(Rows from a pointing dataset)

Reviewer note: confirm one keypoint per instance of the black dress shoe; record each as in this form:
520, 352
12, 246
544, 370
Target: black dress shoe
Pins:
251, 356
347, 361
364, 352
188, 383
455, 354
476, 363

* _Written task_
Retype every line of the material above without changing any character.

* _Output for this task_
Reviewer note: confirm one keypoint per instance of the black dress shoe; record each as in this form:
520, 352
12, 246
544, 370
Target: black dress shoe
Pins:
251, 356
347, 361
364, 352
188, 383
455, 354
476, 363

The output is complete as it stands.